(TEXT EXCERPT Opens)
You don’t need a lawyer to create a DPOA and may use the state statutory form. However, depending on your specific circumstances, you may want to consider creating a DPOA with specific direction and detail, partly to protect you and your agent from inadvertent tax impacts from the DPOA and to permit further estate planning.
You should give considerable thought to choosing an agent, as well as all the fiduciary roles such as executor and trustee. The agent would have the ability to stand in your legal stead and conduct transactions on your behalf. Be sure to choose someone who is financially mature and trustworthy. It’s for this reason that many people choose a corporation to act as trustee, executor and in limited circumstances as agent under a power of attorney. In some states, the rules governing power of attorney have changed. Be sure to talk to your attorney to determine if you should execute a new DPOA under the new laws.
Health Care Power of Attorney
A health care power of attorney (HCPOA) is a specific type of durable power of attorney in which you appoint a person to make important medical decisions on your behalf should you become incapacitated.
Difficult medical decisions can be emotionally exhausting for a family, so having a person legally designated to make these decisions can alleviate some of the burden. Having a HCPOA in conjunction with a living will is an easier way than a court-appointed guardian to give someone control over how you want your health decisions handled. Consider the following scenarios:
- You and your spouse are involved in a serious accident in which you’re both incapacitated
- You’re a single parent with minor children and are estranged from other family members
- You’d prefer that one parent rather than the other make medical decisions for you
- You’re unmarried or engaged and would prefer your partner to make important medical decisions rather than members of your family
- You’d like two or more people to make decisions jointly
Without a HCPOA, your family will have to follow a legal process that may not reflect your wishes. Your choice for health care agent need not be financially savvy, but rather should be someone close to you both geographically and emotionally and who has the mental stability to carry out your desires.
(TEXT EXCERPT Closes)
(GIVEN RECORDS Opens)
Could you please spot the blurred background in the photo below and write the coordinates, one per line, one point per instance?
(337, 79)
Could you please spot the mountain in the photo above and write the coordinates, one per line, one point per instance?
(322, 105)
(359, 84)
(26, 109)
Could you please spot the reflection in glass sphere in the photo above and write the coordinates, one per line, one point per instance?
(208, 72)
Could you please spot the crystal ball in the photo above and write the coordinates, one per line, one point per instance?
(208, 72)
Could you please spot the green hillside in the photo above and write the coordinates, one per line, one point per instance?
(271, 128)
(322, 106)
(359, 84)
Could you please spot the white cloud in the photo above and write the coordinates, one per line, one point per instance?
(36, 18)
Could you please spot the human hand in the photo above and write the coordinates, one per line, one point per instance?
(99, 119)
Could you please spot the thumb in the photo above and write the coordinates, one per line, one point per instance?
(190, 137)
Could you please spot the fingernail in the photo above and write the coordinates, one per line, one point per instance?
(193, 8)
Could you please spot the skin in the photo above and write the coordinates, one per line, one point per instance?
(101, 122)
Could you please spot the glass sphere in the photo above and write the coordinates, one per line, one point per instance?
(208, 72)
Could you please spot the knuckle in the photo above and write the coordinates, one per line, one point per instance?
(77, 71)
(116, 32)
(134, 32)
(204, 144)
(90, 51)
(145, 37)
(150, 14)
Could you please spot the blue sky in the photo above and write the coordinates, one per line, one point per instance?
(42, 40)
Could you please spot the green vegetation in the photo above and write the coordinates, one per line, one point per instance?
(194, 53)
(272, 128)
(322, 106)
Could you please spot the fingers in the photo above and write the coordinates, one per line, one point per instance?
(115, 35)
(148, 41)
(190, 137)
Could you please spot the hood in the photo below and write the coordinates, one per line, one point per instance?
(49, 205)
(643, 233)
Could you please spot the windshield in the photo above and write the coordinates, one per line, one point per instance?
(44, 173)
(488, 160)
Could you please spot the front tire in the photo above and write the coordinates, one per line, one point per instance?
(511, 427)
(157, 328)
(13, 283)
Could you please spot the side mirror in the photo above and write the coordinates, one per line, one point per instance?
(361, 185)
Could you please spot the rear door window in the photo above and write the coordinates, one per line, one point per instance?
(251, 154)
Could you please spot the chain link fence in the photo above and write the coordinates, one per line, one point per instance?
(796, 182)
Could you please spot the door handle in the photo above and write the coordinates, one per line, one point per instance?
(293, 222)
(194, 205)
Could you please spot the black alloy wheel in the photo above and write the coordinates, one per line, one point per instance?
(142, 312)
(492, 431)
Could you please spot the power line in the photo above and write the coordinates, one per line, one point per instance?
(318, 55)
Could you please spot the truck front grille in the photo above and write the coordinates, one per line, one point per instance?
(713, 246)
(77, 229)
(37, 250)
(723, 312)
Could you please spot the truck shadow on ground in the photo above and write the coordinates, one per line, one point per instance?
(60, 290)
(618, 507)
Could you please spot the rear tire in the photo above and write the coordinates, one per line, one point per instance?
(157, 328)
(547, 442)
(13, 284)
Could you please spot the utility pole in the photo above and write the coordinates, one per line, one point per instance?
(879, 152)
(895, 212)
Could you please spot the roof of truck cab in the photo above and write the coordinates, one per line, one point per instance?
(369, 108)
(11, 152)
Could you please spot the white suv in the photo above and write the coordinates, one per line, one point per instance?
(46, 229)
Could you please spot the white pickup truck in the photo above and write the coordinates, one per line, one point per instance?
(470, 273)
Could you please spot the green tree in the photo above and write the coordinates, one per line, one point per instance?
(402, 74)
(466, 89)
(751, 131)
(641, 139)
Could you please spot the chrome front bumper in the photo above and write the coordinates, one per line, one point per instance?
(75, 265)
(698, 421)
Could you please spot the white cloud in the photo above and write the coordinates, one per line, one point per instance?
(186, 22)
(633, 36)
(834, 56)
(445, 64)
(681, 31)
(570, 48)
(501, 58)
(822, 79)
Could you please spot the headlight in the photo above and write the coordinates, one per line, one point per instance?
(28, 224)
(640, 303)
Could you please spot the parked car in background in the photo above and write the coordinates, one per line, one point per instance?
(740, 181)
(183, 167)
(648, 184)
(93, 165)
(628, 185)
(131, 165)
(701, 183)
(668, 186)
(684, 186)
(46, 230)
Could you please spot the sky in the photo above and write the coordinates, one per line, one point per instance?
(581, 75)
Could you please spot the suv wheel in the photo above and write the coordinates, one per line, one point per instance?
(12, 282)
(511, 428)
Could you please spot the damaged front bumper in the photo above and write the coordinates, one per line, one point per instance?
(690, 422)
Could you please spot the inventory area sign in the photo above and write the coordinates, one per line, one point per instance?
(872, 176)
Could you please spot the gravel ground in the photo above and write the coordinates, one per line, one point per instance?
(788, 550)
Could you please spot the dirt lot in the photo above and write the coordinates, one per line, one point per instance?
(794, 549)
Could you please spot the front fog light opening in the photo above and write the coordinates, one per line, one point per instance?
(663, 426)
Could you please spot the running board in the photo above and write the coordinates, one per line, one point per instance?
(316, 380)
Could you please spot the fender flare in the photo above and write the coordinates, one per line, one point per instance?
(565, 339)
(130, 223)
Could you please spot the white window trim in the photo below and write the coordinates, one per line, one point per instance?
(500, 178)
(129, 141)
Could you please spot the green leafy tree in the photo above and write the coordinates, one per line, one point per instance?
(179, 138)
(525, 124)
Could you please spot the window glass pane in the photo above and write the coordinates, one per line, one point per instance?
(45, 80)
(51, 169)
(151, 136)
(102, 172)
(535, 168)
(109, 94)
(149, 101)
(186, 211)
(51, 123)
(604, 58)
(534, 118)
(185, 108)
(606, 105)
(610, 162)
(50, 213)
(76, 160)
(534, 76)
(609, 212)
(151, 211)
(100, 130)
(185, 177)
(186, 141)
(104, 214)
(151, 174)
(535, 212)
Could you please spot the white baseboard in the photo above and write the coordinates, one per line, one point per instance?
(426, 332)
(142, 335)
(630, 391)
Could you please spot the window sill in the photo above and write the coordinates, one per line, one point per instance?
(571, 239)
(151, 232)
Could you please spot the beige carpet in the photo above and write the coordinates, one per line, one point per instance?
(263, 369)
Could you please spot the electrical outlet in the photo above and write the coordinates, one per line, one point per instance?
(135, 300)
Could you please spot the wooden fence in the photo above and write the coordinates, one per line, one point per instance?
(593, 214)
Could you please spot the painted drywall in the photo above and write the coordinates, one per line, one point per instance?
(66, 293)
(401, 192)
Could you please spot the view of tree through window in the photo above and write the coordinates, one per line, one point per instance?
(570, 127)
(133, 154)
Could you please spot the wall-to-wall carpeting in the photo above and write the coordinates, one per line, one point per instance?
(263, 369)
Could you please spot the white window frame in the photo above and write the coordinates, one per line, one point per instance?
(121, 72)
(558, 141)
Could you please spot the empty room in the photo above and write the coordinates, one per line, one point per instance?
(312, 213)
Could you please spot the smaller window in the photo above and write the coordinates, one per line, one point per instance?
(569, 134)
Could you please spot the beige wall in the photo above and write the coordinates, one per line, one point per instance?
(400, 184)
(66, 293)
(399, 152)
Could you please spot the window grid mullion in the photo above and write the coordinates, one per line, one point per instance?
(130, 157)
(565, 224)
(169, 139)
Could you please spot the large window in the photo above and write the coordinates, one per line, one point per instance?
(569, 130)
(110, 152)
(GIVEN RECORDS Closes)
# WORK TO COMPLETE:
1. Decide whether each statement agrees with the power-of-attorney text, answering yes or no and quoting the deciding words: (a) A lawyer is required to create a DPOA. (b) A health care power of attorney is a type of durable power of attorney. (c) The person chosen as health care agent must be financially savvy.
2. Transcribe the power-of-attorney text from "You should give" up to and including "you become incapacitated.".

# ANSWERS PER TASK:
1.
(a) No: "You don’t need a lawyer to create a DPOA"
(b) Yes: "A health care power of attorney (HCPOA) is a specific type of durable power of attorney"
(c) No: "Your choice for health care agent need not be financially savvy"

2.
You should give considerable thought to choosing an agent, as well as all the fiduciary roles such as executor and trustee. The agent would have the ability to stand in your legal stead and conduct transactions on your behalf. Be sure to choose someone who is financially mature and trustworthy. It’s for this reason that many people choose a corporation to act as trustee, executor and in limited circumstances as agent under a power of attorney. In some states, the rules governing power of attorney have changed. Be sure to talk to your attorney to determine if you should execute a new DPOA under the new laws.
Health Care Power of Attorney
A health care power of attorney (HCPOA) is a specific type of durable power of attorney in which you appoint a person to make important medical decisions on your behalf should you become incapacitated.